[gmx-developers] Please cancel outdated CI pipelines

Erik Lindahl erik.lindahl at gmail.com
Mon Sep 28 17:29:19 CEST 2020


Hi,

Couldn't help to continue looking, so one more observation ;-)

We need to be much more careful about adding jobs requesting GPUs. There
are presently three different jobs requesting a single NVIDIA device, and
two different jobs requesting two NVIDIA devices, and each of them need ~5
minutes just for the tests.

We only have two nodes with 2 devices each (both AMD and NVIDIA). If each
of these two nodes have a job running requesting a single GPU, no 2-GPU
jobs can run. Similarly, the two dual-NVIDIA-GPU jobs blocks the entire
available CI infrastructure for 5+ minutes for every single change (meaning
our throughput is limited to ~10 changes per hour).

It's definitely convenient to be able to run CI tests on two devices, but
that's the type of job that should finish in less than 30 seconds ;-)

Cheers,

Erik




On Mon, Sep 28, 2020 at 5:15 PM Paul Bauer <paul.bauer.q at gmail.com> wrote:

> Hello,
>
> I started to set up tests that can run as jobs after a commit is merged,
> and we should just see that we get this code in to reduce the stress on the
> hardware. All the slow jobs can then be moved there.
>
> /Paul
>
> On Mon, 28 Sep 2020, 17:00 Erik Lindahl, <erik.lindahl at gmail.com> wrote:
>
>> Hi,
>>
>> Good point, but it also shows we have some homework to do. Our new CI
>> infrastructure was quite expanded (~80 high end cores, 2GB/core, all SSD
>> disks) - but this only seems to have led all of us to happily add tests
>> that took more time.

### Supplied records
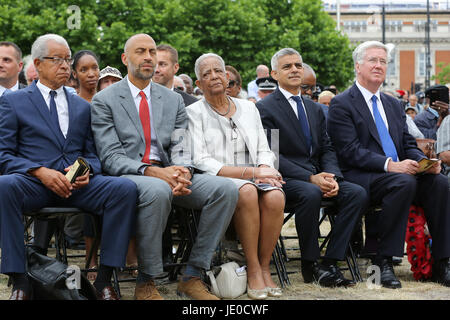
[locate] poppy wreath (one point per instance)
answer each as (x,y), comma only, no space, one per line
(418,244)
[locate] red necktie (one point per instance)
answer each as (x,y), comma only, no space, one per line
(144,114)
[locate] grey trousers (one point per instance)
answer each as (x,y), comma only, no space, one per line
(216,197)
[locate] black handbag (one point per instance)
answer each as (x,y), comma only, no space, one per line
(48,279)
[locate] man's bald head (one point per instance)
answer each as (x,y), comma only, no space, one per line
(309,80)
(262,71)
(136,37)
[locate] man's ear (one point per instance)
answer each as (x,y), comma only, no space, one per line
(124,59)
(273,73)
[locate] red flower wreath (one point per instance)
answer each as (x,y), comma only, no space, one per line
(418,244)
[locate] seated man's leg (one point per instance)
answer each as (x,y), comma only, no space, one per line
(18,193)
(115,199)
(351,202)
(154,205)
(395,193)
(305,198)
(216,197)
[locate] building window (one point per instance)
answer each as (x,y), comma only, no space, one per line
(419,25)
(355,26)
(391,67)
(394,25)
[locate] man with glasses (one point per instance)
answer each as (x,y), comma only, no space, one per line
(309,166)
(369,131)
(44,130)
(167,68)
(10,66)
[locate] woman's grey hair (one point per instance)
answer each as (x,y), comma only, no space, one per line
(200,59)
(39,49)
(281,53)
(360,51)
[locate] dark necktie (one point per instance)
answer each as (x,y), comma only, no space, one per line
(144,114)
(386,140)
(54,112)
(303,121)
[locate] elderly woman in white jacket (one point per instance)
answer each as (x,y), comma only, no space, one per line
(228,140)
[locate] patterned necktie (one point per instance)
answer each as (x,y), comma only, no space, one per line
(303,121)
(386,140)
(144,114)
(54,112)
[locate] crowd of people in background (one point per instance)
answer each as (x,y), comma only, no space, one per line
(357,147)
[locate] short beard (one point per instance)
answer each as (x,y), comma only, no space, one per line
(138,74)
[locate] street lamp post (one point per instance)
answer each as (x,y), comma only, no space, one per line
(427,47)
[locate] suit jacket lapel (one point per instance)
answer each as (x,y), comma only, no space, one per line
(390,115)
(361,106)
(289,115)
(127,102)
(38,101)
(313,123)
(157,108)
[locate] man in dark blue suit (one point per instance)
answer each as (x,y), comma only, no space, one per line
(375,150)
(309,166)
(43,130)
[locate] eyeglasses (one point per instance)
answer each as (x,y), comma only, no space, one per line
(383,62)
(307,87)
(232,83)
(58,61)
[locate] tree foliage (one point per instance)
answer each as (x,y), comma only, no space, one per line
(244,32)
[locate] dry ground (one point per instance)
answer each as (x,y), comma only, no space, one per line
(411,290)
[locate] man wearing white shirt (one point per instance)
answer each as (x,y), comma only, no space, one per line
(10,66)
(309,166)
(167,68)
(369,132)
(44,130)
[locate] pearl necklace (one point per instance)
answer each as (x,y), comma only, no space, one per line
(222,114)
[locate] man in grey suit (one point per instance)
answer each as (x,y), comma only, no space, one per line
(138,127)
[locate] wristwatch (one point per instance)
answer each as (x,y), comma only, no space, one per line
(191,170)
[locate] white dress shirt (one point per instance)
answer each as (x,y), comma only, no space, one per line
(13,88)
(368,98)
(61,105)
(154,152)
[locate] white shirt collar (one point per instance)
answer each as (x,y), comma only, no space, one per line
(135,90)
(287,94)
(13,88)
(44,89)
(367,94)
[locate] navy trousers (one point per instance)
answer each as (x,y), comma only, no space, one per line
(305,198)
(112,197)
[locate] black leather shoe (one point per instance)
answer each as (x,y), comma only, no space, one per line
(324,276)
(441,272)
(388,278)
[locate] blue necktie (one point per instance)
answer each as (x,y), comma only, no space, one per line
(303,121)
(386,140)
(54,112)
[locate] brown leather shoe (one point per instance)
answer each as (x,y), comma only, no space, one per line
(147,291)
(194,289)
(108,293)
(19,294)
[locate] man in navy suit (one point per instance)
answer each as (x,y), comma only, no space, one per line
(375,150)
(43,130)
(309,166)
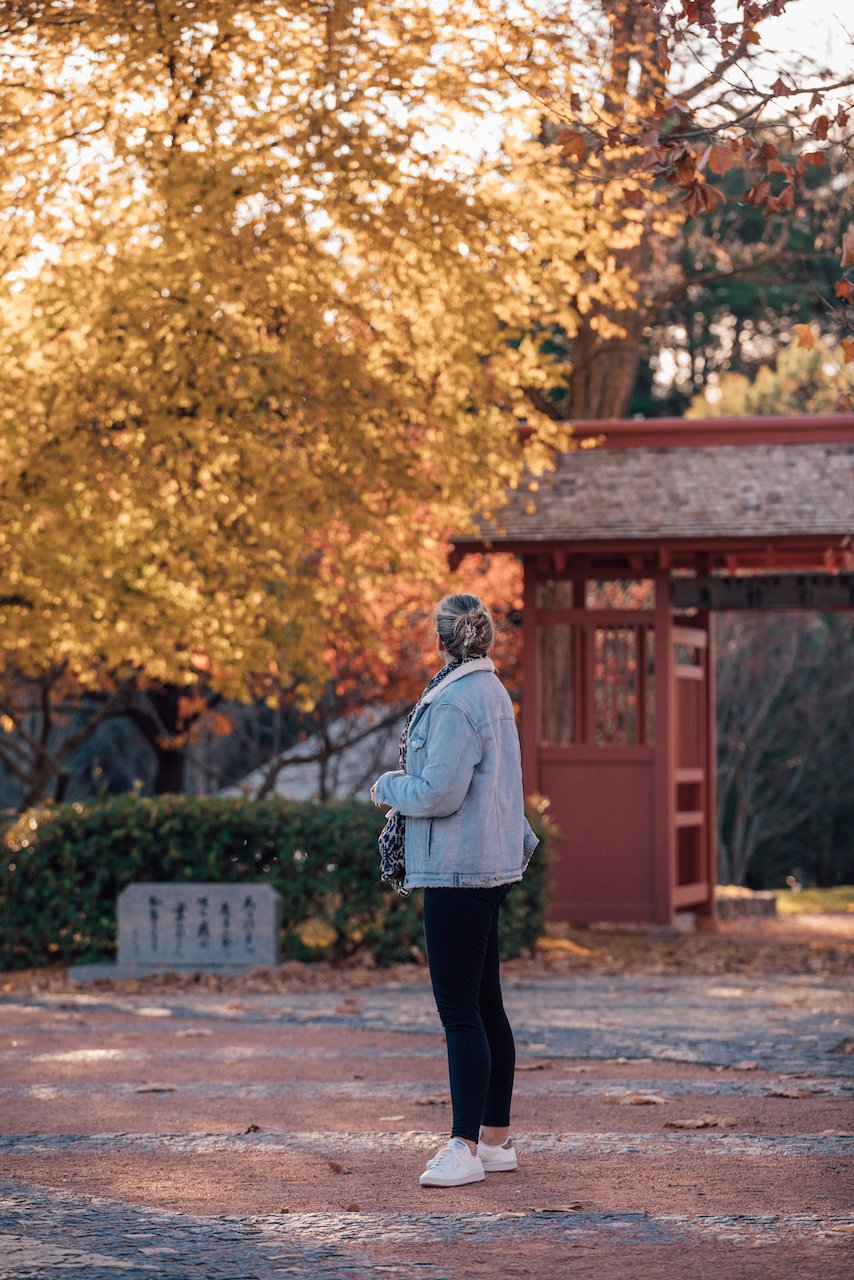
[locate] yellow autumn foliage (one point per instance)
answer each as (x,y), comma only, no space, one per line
(273,279)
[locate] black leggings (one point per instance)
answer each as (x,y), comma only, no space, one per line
(461,935)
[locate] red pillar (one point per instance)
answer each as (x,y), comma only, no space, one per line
(665,771)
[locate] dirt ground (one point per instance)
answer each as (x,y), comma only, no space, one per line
(683,1106)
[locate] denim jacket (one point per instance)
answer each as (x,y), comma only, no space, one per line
(461,794)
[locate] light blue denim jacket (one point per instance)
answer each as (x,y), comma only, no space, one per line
(461,794)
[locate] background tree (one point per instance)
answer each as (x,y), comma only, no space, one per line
(785,685)
(735,156)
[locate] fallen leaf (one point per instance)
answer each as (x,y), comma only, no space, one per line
(636,1100)
(560,1208)
(704,1121)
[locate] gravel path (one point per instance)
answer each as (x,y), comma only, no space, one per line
(265,1134)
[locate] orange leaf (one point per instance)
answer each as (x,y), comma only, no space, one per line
(572,145)
(220,725)
(721,158)
(848,247)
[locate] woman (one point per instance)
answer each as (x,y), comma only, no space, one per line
(466,841)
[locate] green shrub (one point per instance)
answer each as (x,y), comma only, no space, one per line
(63,868)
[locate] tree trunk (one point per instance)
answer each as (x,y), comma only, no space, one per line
(604,373)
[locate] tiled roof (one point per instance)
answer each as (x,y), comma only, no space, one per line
(745,490)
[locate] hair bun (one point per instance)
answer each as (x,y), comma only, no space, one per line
(464,624)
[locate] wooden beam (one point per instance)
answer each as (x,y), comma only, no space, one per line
(765,592)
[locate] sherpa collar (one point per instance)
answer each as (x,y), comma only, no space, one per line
(465,670)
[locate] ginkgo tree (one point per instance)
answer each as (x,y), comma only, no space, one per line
(266,333)
(275,286)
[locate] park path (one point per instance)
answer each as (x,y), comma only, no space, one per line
(185,1134)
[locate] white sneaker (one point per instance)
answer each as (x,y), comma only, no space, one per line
(498,1160)
(452,1166)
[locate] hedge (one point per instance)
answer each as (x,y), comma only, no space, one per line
(63,868)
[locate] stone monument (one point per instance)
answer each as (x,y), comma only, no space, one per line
(197,926)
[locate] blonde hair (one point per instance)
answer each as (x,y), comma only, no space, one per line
(464,625)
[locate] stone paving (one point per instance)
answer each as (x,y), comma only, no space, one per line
(120,1155)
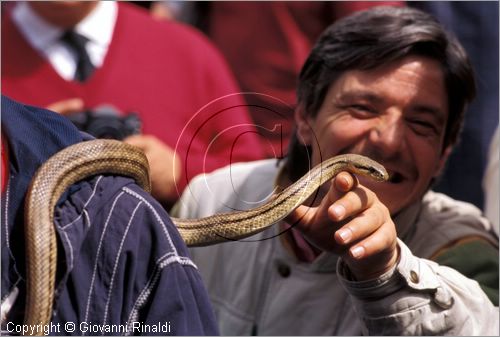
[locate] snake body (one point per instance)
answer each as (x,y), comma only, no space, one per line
(90,158)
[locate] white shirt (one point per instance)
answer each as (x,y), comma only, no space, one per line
(490,183)
(43,36)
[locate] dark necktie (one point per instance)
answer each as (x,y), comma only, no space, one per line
(84,68)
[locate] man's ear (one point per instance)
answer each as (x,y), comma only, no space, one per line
(442,162)
(304,133)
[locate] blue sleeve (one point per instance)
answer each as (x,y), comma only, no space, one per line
(123,264)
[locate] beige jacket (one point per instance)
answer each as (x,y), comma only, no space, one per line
(257,287)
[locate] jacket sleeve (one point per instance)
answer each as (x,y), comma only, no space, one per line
(126,267)
(421,297)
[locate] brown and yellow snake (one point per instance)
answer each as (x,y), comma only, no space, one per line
(90,158)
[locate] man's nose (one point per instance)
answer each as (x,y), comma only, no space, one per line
(388,134)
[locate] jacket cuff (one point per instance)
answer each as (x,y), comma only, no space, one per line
(411,281)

### Complete the following
a - Retype everything in the CI post from "[gmx-developers] Please cancel" down to "more observation ;-)".
b - According to the CI post, what is the throughput limited to because the two dual-NVIDIA-GPU jobs block the CI infrastructure for every change?
The listing has nothing to do with the CI post.

### Solutions to the tasks
a -
[gmx-developers] Please cancel outdated CI pipelines

Erik Lindahl erik.lindahl at gmail.com
Mon Sep 28 17:29:19 CEST 2020


Hi,

Couldn't help to continue looking, so one more observation ;-)

b - About 10 changes per hour.